>>>>>

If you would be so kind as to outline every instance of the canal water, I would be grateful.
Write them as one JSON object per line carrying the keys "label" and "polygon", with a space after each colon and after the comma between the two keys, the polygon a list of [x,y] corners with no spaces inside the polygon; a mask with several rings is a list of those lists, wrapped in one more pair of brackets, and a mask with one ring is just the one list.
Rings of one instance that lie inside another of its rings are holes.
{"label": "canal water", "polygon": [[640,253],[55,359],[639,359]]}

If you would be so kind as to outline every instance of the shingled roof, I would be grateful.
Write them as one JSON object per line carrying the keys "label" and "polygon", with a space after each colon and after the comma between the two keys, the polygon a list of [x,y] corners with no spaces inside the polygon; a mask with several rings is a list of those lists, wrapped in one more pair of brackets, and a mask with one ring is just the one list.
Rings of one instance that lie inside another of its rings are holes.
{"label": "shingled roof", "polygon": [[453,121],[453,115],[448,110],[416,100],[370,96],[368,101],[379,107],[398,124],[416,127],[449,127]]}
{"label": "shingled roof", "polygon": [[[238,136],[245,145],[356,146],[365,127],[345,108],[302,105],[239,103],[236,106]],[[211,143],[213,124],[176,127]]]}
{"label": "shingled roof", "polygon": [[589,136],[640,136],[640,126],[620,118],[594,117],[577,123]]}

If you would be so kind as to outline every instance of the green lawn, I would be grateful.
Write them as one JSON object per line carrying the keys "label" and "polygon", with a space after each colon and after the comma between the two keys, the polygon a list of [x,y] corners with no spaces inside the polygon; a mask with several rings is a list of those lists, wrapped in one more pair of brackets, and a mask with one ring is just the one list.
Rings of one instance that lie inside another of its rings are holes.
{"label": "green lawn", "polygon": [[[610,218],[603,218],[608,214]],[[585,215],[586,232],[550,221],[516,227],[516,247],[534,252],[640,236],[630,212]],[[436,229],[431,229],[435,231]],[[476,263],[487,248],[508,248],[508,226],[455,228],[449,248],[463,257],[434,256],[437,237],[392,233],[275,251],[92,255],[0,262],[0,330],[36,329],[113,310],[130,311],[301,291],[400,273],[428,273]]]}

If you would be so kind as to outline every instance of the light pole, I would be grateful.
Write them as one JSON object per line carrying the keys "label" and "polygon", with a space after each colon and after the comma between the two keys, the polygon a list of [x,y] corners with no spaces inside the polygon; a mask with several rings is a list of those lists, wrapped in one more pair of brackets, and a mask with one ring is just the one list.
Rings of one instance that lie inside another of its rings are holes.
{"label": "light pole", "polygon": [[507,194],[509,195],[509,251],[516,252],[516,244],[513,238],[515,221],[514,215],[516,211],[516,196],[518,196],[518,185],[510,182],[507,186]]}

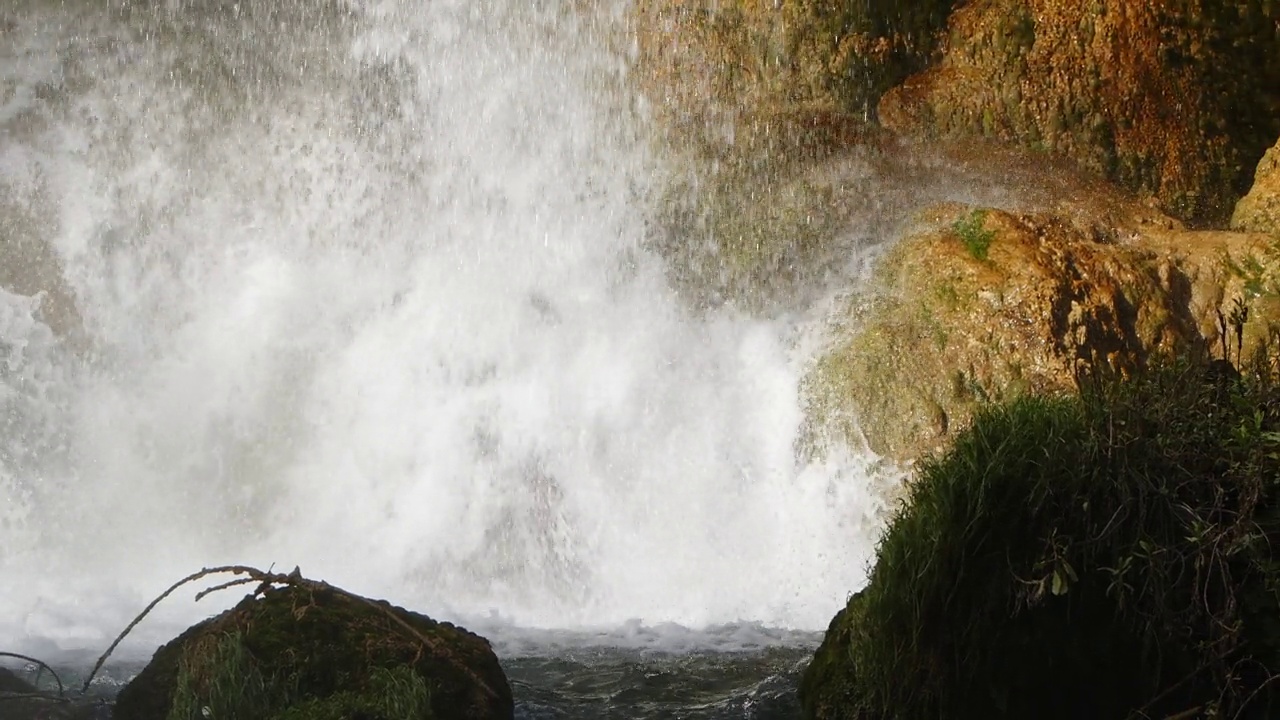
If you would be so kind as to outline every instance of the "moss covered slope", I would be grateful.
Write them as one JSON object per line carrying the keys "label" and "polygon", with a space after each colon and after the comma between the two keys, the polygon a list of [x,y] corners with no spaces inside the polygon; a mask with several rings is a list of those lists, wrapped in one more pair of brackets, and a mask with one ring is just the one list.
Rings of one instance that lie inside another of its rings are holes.
{"label": "moss covered slope", "polygon": [[322,583],[246,597],[156,651],[116,720],[510,718],[489,643]]}
{"label": "moss covered slope", "polygon": [[1280,389],[1232,373],[980,412],[919,466],[805,716],[1273,717]]}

<<<<<

Exercise prompt: Return the material word for word, images omitted.

Response:
If you would be so kind as to outline every instance of the canal water, I would be grateful.
Write them as one JSON object per line carrying the keys "label" and "polygon", with a space after each colon and after the comma between the two keys, the polygon a list of [x,y] corners with no spaces inside the polygon; a mask with several rings is a list of those lists, wrapped in one more pair of brackets, and a mask with one ring is just the one list.
Rings of one instance that lie inside another of its rings are holes.
{"label": "canal water", "polygon": [[640,253],[55,359],[639,359]]}

If you would be so kind as to outline every instance of the shingled roof, I would be grateful.
Write them as one JSON object per line carrying the keys "label" and "polygon", with a space after each colon and after the comma between the two keys, the polygon a list of [x,y] corners with no spaces inside the polygon; a mask with several rings is a list of those lists, wrapped in one more pair of brackets, and a mask with one ring is just the one list.
Rings of one instance that lie inside another of its rings are holes.
{"label": "shingled roof", "polygon": [[453,121],[453,115],[448,110],[416,100],[370,96],[368,101],[379,107],[398,124],[416,127],[449,127]]}
{"label": "shingled roof", "polygon": [[[238,136],[245,145],[356,146],[365,127],[345,108],[302,105],[239,103],[236,106]],[[211,143],[213,124],[176,127]]]}
{"label": "shingled roof", "polygon": [[589,136],[640,136],[640,126],[620,118],[594,117],[577,123]]}

If you would be so kind as to outline every instance of the green lawn, I would be grateful.
Write them as one JSON object per line carrying the keys "label" and "polygon", with a space after each colon and after the comma between the two keys, the polygon a list of [x,y] corners with no spaces inside the polygon; a mask with several rings is a list of those lists, wrapped in one more pair of brackets, and a mask with one ring is just the one list.
Rings of one instance that lie inside another of its rings are holes.
{"label": "green lawn", "polygon": [[[610,218],[603,218],[608,214]],[[585,215],[586,232],[550,221],[516,227],[516,247],[534,252],[640,236],[630,212]],[[436,229],[431,229],[435,231]],[[476,263],[487,248],[508,248],[508,226],[455,228],[449,248],[463,257],[434,256],[437,237],[392,233],[275,251],[92,255],[0,262],[0,330],[36,329],[113,310],[130,311],[301,291],[400,273],[428,273]]]}

If you would be so kind as to outline every instance of the light pole, I would be grateful.
Write them as one JSON object per line carrying the keys "label" and "polygon", with a space after each colon and after the comma between the two keys, the polygon a list of [x,y] corners with no spaces inside the polygon; a mask with several rings is a list of those lists, wrapped in one more pair of brackets, and a mask with one ring is just the one list.
Rings of one instance that lie inside another of its rings are holes.
{"label": "light pole", "polygon": [[507,194],[509,195],[509,251],[516,252],[516,244],[513,238],[515,221],[514,215],[516,211],[516,196],[518,196],[518,185],[510,182],[507,186]]}

If you would be so kind as to outline every instance of the "moss covered slope", I would be grateful.
Write them as one JSON object per line carrying the keys "label" and "polygon", with a space after each colon and after the comma between the two keys, the polygon a list of [x,y] corners with no spaces inside the polygon; a mask with several rings is a list of those lists, wrapped in one more pair of brackets, and a mask with one ring is just the one list.
Rings of one instance that lie inside another of its rings are holes.
{"label": "moss covered slope", "polygon": [[322,583],[246,597],[156,651],[116,720],[510,718],[489,643]]}
{"label": "moss covered slope", "polygon": [[1280,389],[1232,373],[980,412],[919,466],[805,716],[1273,717]]}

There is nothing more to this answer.